| PROVIDED DATA |
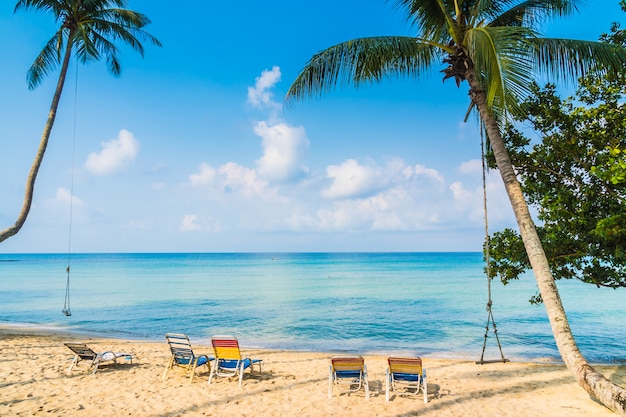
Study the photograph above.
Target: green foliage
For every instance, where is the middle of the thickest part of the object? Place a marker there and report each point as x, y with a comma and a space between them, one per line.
576, 178
90, 29
495, 42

| STATED GOAL |
Render every line of the entries above as a JSON list of strings, one string per line, omitting blank lines. Leave the pictures out of the answer.

| TASK OUTPUT |
[
  "Study the photograph above.",
  "Target: green foliage",
  "For every instance, where is the middle of the thickest part of the object? Place a marker there and report each point as x, y with a comma and a space between them, one per line.",
  "576, 178",
  "90, 29",
  "495, 42"
]